* [ACTIVITY]:
Set down again exactly the lines of the listing below that fall between the line holding "drawn like (257,71)." and the line holding "drawn like (217,100).", inclusive.
######
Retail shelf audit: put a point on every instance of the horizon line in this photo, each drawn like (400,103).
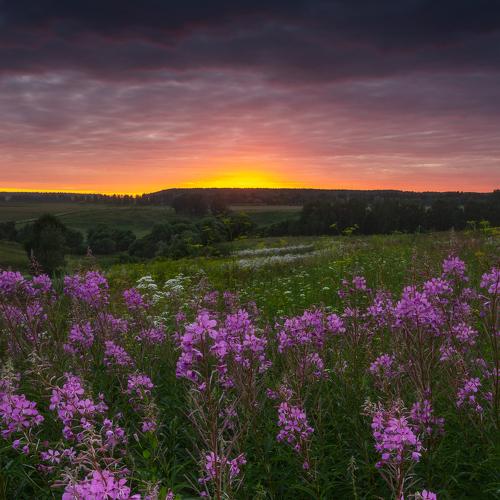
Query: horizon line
(144,193)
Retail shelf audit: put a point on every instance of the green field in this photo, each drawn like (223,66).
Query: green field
(138,219)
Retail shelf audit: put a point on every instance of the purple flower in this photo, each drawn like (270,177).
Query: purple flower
(384,367)
(52,456)
(294,427)
(91,288)
(454,267)
(115,355)
(467,394)
(491,281)
(80,339)
(99,485)
(17,414)
(134,300)
(152,336)
(139,385)
(395,438)
(427,495)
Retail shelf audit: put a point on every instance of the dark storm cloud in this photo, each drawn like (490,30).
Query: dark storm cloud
(295,40)
(402,93)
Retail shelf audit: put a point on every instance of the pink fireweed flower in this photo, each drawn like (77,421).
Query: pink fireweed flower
(216,466)
(415,307)
(195,333)
(111,326)
(465,334)
(99,485)
(91,288)
(422,417)
(426,495)
(139,385)
(491,281)
(80,339)
(384,367)
(51,456)
(468,394)
(134,300)
(115,355)
(438,288)
(302,330)
(335,324)
(395,438)
(454,267)
(152,336)
(71,405)
(238,339)
(17,414)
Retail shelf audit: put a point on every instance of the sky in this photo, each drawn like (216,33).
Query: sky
(127,96)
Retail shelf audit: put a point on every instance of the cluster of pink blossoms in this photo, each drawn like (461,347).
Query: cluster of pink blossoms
(395,438)
(294,427)
(99,485)
(215,466)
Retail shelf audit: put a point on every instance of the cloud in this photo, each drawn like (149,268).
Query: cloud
(343,92)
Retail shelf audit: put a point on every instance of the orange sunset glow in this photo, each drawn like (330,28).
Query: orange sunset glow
(260,95)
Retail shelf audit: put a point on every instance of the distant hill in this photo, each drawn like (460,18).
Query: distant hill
(251,196)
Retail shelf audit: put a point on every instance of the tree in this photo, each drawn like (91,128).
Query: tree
(47,243)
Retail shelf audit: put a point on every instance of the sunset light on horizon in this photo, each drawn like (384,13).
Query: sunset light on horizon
(252,94)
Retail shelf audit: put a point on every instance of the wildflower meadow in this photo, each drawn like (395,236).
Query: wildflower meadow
(165,388)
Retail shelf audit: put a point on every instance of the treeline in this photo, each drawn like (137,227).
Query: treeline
(224,197)
(385,216)
(48,240)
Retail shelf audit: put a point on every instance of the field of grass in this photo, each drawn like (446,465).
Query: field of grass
(139,219)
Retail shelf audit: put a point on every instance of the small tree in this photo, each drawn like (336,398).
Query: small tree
(47,243)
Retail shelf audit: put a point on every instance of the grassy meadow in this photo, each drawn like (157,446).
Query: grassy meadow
(282,428)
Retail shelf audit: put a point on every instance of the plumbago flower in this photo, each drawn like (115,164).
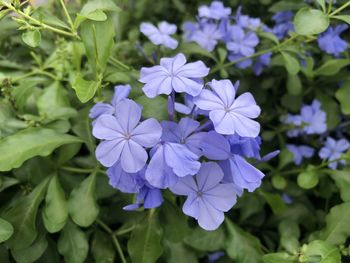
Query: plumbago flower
(213,123)
(160,35)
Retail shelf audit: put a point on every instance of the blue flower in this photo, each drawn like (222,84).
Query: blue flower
(173,74)
(216,11)
(230,115)
(160,35)
(124,138)
(207,198)
(330,41)
(237,170)
(299,152)
(333,150)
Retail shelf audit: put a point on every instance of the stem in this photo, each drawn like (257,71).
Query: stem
(37,22)
(70,22)
(340,9)
(257,54)
(114,238)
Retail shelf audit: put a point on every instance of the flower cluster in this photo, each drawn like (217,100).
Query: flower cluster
(202,156)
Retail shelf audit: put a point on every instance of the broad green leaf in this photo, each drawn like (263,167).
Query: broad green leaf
(291,63)
(154,108)
(343,96)
(33,252)
(102,248)
(29,143)
(85,89)
(73,244)
(321,252)
(82,204)
(344,18)
(55,212)
(6,230)
(22,216)
(144,245)
(337,225)
(32,38)
(332,67)
(203,240)
(242,246)
(98,39)
(294,85)
(310,21)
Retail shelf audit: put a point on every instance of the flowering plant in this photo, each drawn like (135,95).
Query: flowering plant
(135,131)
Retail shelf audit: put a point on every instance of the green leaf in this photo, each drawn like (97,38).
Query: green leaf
(344,18)
(242,246)
(321,252)
(343,96)
(85,89)
(291,63)
(332,67)
(144,245)
(294,86)
(29,143)
(102,248)
(73,244)
(33,252)
(22,216)
(55,212)
(279,258)
(32,38)
(310,21)
(337,225)
(153,108)
(82,205)
(6,230)
(203,240)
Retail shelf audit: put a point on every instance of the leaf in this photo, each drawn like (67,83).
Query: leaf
(242,246)
(55,212)
(291,63)
(102,248)
(29,143)
(33,252)
(22,216)
(321,252)
(337,225)
(85,89)
(344,18)
(310,21)
(332,67)
(144,245)
(82,205)
(203,240)
(343,96)
(32,38)
(153,108)
(73,244)
(6,230)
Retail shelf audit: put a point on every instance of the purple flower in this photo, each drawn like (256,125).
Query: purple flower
(215,11)
(120,92)
(299,152)
(160,35)
(124,138)
(207,36)
(242,43)
(230,115)
(237,170)
(333,150)
(207,198)
(173,74)
(330,41)
(184,133)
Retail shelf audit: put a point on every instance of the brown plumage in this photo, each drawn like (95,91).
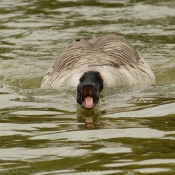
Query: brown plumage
(118,63)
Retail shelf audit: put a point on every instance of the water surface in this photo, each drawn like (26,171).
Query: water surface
(43,132)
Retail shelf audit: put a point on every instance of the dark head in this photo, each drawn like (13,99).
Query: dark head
(91,83)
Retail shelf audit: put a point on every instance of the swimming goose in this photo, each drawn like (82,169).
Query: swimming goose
(91,64)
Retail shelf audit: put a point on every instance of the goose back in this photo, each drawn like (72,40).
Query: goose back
(118,63)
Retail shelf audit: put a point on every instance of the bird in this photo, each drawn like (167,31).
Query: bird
(93,63)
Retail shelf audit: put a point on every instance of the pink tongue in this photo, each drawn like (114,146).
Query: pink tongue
(89,102)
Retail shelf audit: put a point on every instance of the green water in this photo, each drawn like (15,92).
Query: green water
(43,132)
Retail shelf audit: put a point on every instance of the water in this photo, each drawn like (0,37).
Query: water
(43,132)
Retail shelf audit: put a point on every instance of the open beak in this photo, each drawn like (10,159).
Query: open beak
(88,97)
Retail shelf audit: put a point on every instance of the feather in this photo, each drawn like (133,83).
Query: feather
(118,63)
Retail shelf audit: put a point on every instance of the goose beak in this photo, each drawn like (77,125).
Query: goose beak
(87,96)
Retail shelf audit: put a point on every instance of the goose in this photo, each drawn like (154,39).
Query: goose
(92,64)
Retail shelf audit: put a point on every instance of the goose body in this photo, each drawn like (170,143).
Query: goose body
(113,58)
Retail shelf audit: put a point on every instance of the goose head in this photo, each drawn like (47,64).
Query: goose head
(90,84)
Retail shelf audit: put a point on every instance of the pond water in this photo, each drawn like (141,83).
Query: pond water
(43,132)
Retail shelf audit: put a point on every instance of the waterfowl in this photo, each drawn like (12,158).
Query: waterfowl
(91,64)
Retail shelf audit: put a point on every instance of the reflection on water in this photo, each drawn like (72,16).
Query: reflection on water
(44,131)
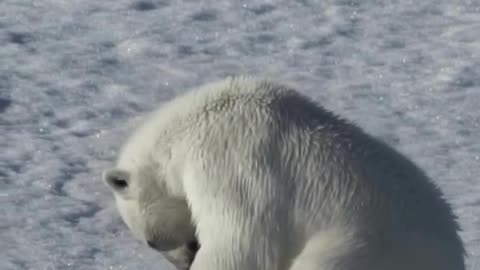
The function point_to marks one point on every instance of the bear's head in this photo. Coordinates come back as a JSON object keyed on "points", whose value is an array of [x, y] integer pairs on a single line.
{"points": [[153, 215]]}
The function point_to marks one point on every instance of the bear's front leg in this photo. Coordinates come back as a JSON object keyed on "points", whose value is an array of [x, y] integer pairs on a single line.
{"points": [[236, 251]]}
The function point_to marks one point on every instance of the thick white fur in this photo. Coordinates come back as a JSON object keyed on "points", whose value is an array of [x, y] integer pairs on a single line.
{"points": [[271, 181]]}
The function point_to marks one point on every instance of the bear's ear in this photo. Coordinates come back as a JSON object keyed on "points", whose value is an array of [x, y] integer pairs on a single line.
{"points": [[116, 179]]}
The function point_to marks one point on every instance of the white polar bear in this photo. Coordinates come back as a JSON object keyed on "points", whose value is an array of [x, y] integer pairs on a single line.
{"points": [[267, 180]]}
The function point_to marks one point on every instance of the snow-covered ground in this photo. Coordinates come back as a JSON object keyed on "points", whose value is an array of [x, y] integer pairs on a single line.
{"points": [[75, 76]]}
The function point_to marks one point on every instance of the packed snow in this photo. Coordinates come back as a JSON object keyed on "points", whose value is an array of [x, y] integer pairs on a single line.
{"points": [[76, 76]]}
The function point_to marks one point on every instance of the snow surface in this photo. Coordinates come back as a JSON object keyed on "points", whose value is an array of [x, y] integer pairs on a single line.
{"points": [[75, 76]]}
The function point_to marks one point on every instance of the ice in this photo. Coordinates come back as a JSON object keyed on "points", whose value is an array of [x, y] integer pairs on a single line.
{"points": [[75, 76]]}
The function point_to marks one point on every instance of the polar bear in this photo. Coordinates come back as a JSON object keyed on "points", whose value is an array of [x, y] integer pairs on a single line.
######
* [OUTPUT FOR THIS TASK]:
Retail shelf audit: put a point on every instance of the stem in this photo, each drawn like (257,71).
Query: stem
(37,22)
(70,22)
(340,9)
(257,54)
(114,238)
Retail shelf audit: put a point on every instance of the flower cluster in this photo, each drawn like (217,100).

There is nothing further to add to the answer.